---- EXCERPTED RECORDS
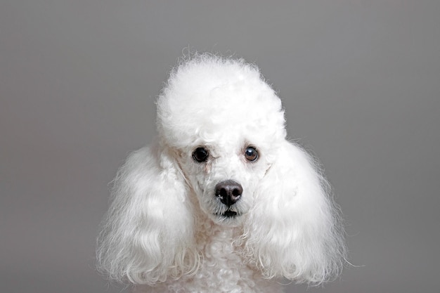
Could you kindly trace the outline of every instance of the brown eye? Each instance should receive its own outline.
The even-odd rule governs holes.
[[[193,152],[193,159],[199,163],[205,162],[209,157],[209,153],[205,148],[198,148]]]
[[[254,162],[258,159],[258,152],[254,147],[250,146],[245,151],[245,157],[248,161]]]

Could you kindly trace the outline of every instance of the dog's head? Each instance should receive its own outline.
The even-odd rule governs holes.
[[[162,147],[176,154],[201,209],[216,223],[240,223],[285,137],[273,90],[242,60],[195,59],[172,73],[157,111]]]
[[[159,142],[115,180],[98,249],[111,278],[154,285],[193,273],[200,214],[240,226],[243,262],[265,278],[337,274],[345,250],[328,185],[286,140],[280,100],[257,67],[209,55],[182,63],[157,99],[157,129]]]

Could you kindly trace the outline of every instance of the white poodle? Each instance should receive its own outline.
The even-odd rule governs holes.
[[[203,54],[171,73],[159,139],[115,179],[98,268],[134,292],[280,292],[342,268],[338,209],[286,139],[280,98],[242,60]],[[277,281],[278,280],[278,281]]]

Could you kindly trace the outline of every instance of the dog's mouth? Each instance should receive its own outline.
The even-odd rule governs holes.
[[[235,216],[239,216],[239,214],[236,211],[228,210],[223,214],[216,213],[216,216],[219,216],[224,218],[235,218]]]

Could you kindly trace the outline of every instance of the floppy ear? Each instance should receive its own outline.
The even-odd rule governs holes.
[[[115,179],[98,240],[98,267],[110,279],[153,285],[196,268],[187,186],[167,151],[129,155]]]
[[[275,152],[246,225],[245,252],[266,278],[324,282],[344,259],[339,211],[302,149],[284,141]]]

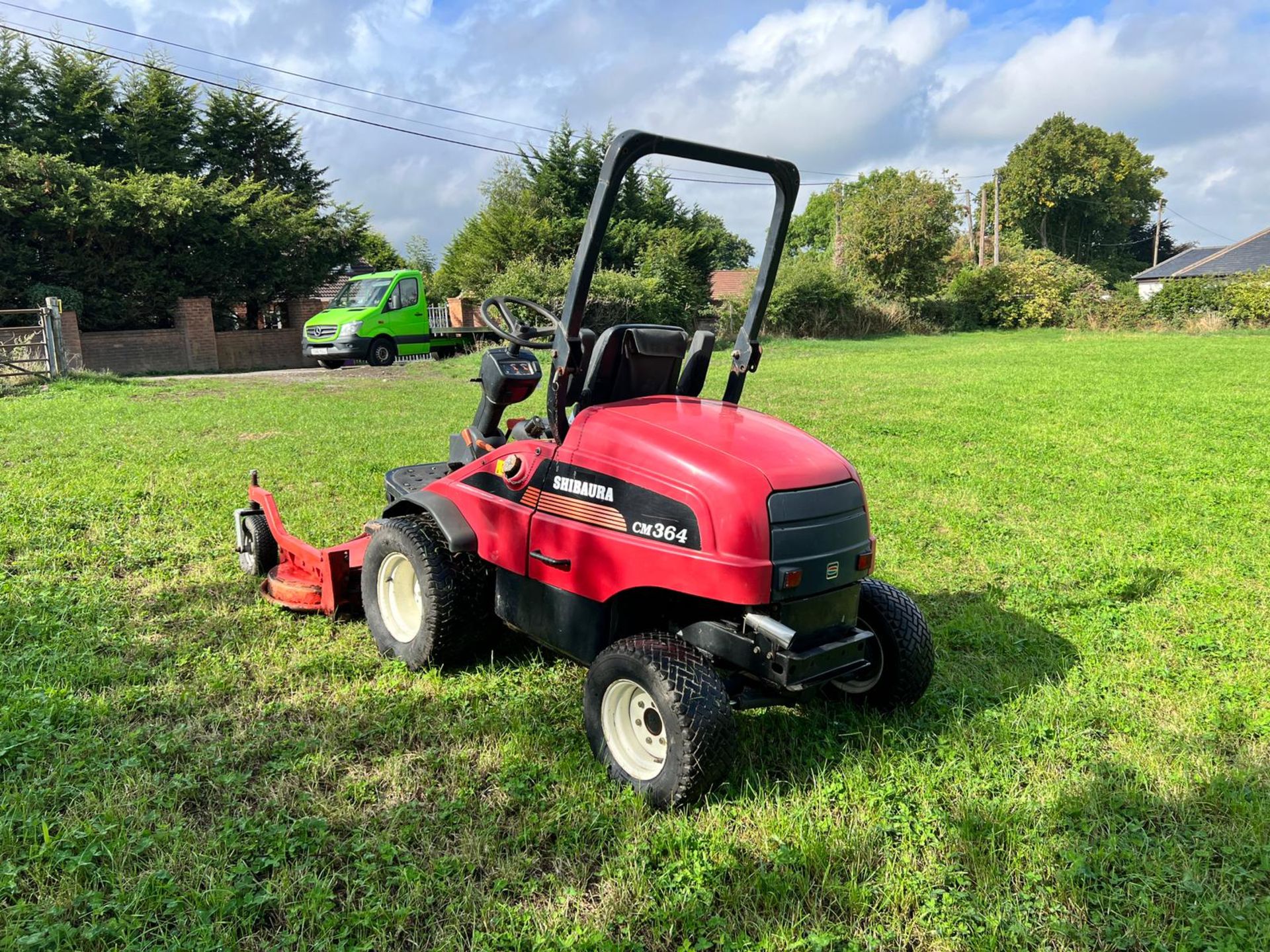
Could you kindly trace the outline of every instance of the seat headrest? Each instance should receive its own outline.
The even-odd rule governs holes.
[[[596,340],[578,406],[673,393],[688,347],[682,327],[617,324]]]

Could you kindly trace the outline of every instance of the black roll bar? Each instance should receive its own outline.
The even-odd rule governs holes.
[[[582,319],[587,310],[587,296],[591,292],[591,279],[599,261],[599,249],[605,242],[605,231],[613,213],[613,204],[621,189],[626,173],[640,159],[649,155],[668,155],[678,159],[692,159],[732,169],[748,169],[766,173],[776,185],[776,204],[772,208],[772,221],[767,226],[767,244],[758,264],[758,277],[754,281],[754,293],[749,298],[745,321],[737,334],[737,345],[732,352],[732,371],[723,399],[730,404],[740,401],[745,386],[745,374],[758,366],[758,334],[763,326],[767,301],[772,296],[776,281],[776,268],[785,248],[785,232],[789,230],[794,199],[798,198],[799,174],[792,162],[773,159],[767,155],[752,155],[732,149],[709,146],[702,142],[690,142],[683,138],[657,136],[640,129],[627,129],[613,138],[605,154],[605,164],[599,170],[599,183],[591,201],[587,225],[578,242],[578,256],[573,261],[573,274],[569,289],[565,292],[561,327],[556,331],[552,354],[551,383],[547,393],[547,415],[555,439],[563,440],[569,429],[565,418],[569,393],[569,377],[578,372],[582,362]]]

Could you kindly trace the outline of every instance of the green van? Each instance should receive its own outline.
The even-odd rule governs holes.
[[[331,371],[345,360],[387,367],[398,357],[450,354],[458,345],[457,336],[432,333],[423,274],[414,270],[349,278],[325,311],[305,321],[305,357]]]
--------
**TASK REQUIREMENTS**
Can you give all the lines above as a Markdown table with a Row column for the row number and a Text column for the line, leaving out blank lines and the pictures?

**PROBLEM SOLUTION**
| Row | Text |
|---|---|
| 1 | Could you kindly trace the outline of every instance of the brown eye? Each instance should receive its own outline. |
| 2 | The even-odd rule governs holes. |
| 3 | [[[193,152],[193,159],[199,163],[205,162],[209,157],[209,153],[205,148],[198,148]]] |
| 4 | [[[254,162],[258,159],[258,152],[254,147],[250,146],[245,151],[245,157],[248,161]]] |
| 5 | Could you kindly trace the outline of every instance of the dog's head? Each instance should receive its own outline. |
| 6 | The even-odd rule governs holes. |
| 7 | [[[162,147],[176,154],[201,209],[216,223],[240,223],[285,137],[273,90],[242,60],[195,59],[172,73],[157,111]]] |
| 8 | [[[159,142],[115,180],[98,249],[111,278],[154,285],[193,273],[200,214],[240,226],[243,262],[265,278],[337,274],[345,250],[328,185],[286,140],[280,100],[257,67],[209,55],[182,63],[157,99],[157,129]]] |
| 9 | Could you kindly trace the outline of every instance of the white poodle? Each instance should receive its own outline. |
| 10 | The even-odd rule governs holes. |
| 11 | [[[203,54],[171,73],[159,139],[115,179],[98,268],[134,292],[280,292],[342,268],[338,209],[286,139],[280,98],[242,60]],[[277,281],[278,280],[278,281]]] |
| 12 | Could you kindly trace the outline of every instance of the dog's mouth? Each instance should receive its own outline. |
| 13 | The even-odd rule governs holes. |
| 14 | [[[235,216],[239,216],[239,214],[236,211],[228,210],[223,214],[216,213],[216,216],[219,216],[224,218],[235,218]]] |
| 15 | Could you kindly trace the outline of every instance of the floppy ear? Each instance should receive its own outline. |
| 16 | The even-odd rule governs holes. |
| 17 | [[[115,179],[98,240],[98,267],[110,279],[153,285],[196,268],[187,186],[167,151],[129,155]]] |
| 18 | [[[275,152],[246,225],[245,252],[266,278],[324,282],[344,259],[339,211],[302,149],[284,141]]] |
| 19 | Could you kindly trace the outline of every instance of the seat headrest? Each instance should receive its own outline. |
| 20 | The even-odd rule governs holes. |
| 21 | [[[596,340],[578,406],[673,393],[688,347],[682,327],[617,324]]] |
| 22 | Could you kindly trace the outline of every instance of the black roll bar? Each instance should receive its own outline. |
| 23 | The even-odd rule governs holes. |
| 24 | [[[582,319],[587,310],[587,296],[591,292],[591,279],[599,261],[599,249],[605,242],[605,231],[613,213],[613,204],[621,189],[626,173],[640,159],[649,155],[668,155],[678,159],[692,159],[732,169],[748,169],[766,173],[776,185],[776,204],[772,208],[772,221],[767,226],[767,244],[758,264],[758,277],[754,281],[754,293],[749,298],[745,321],[737,334],[737,345],[732,352],[732,371],[723,399],[730,404],[740,401],[745,386],[745,374],[758,366],[758,334],[763,326],[767,301],[772,296],[776,281],[776,268],[785,248],[785,232],[789,230],[794,199],[798,198],[799,174],[792,162],[773,159],[767,155],[752,155],[732,149],[709,146],[702,142],[690,142],[683,138],[657,136],[640,129],[627,129],[613,138],[605,154],[605,164],[599,170],[599,183],[591,201],[587,225],[578,242],[578,256],[573,261],[573,274],[569,289],[565,292],[561,327],[556,331],[552,354],[551,383],[547,393],[547,415],[555,439],[563,440],[569,429],[565,418],[569,393],[569,377],[578,372],[582,362]]] |
| 25 | Could you kindly trace the outline of every instance of the green van? Each instance should receive its own outline. |
| 26 | The even-odd rule governs holes. |
| 27 | [[[331,371],[345,360],[387,367],[398,357],[450,354],[458,345],[457,336],[432,333],[423,274],[414,270],[349,278],[325,311],[305,321],[305,357]]] |